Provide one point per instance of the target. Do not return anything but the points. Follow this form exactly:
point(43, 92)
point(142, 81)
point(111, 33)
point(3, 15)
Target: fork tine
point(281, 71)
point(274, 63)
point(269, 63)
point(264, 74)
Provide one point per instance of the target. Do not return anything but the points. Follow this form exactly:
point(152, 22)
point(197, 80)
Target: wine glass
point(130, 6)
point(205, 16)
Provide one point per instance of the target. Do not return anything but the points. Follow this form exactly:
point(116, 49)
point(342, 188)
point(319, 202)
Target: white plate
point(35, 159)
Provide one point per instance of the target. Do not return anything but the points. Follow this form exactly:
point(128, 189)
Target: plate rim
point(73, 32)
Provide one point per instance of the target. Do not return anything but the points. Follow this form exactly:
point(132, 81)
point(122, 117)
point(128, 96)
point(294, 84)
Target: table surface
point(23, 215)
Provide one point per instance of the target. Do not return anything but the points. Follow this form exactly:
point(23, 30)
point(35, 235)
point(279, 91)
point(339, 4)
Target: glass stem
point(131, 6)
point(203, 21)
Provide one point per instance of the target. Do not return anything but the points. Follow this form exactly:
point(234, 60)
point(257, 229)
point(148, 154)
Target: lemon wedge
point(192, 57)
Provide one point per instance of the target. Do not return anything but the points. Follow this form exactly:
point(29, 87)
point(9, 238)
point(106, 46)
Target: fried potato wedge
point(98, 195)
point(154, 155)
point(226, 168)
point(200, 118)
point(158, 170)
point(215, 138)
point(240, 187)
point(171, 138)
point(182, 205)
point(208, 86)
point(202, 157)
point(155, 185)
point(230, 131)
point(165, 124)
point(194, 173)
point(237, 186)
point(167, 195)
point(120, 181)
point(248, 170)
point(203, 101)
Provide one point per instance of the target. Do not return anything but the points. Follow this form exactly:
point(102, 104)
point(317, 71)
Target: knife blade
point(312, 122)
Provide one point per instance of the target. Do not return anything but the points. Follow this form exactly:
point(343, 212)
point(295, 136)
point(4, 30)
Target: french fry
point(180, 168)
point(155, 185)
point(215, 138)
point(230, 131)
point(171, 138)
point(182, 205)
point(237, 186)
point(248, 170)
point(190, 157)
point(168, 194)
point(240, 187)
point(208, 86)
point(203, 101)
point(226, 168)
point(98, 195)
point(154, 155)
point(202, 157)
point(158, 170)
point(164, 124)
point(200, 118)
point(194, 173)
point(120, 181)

=== SHORT PROBLEM ===
Shift the answer coordinates in the listing above by 21. Rewrite it from its first line through the line containing "point(312, 122)", adding 21 to both numbers in each point that follows a "Target:" line and copying every other line unchanged.

=== SOLUTION FOR THIS TASK ===
Provide one point per instance of the target. Do not return anything but the points. Follow this form exactly:
point(43, 92)
point(142, 81)
point(111, 33)
point(3, 15)
Target: fork tine
point(302, 92)
point(295, 84)
point(290, 84)
point(285, 95)
Provide one point per instance of the target. Do not return anything but the points. Follow this form exactly:
point(152, 22)
point(197, 80)
Target: wine glass
point(151, 27)
point(226, 37)
Provide one point per instance of the target. Do not return anything but the points. Follow this form exactly:
point(116, 49)
point(342, 188)
point(319, 202)
Target: white plate
point(56, 180)
Provide one point per instance of the target. Do not return anything but the points. Follow this form exactly:
point(128, 189)
Target: plate rim
point(94, 53)
Provide one point per instance of the target. Do not return anything but the points. Follow this form exactly:
point(132, 81)
point(122, 117)
point(128, 96)
point(294, 84)
Target: table surface
point(44, 236)
Provide one point per instance of the target. Do not return anything but the points. Follow this form exactly:
point(23, 30)
point(35, 235)
point(279, 91)
point(339, 4)
Target: glass stem
point(152, 27)
point(224, 42)
Provide one point per instance of the target. Do not return anything but the points. Follow this form exactly:
point(234, 60)
point(257, 229)
point(148, 154)
Target: lemon wedge
point(213, 78)
Provide one point per instance of the target. Do not return anything but the points. Follow this form exactly:
point(29, 87)
point(9, 238)
point(106, 46)
Target: fried potato wedge
point(119, 216)
point(175, 176)
point(247, 189)
point(221, 139)
point(179, 191)
point(236, 159)
point(261, 208)
point(192, 159)
point(203, 226)
point(229, 107)
point(223, 178)
point(176, 206)
point(251, 152)
point(186, 145)
point(215, 194)
point(258, 207)
point(188, 216)
point(141, 202)
point(269, 191)
point(224, 122)
Provide one point per instance of the target. Do not return anything but the points. Follow this form exactly:
point(102, 104)
point(317, 71)
Target: knife blade
point(333, 143)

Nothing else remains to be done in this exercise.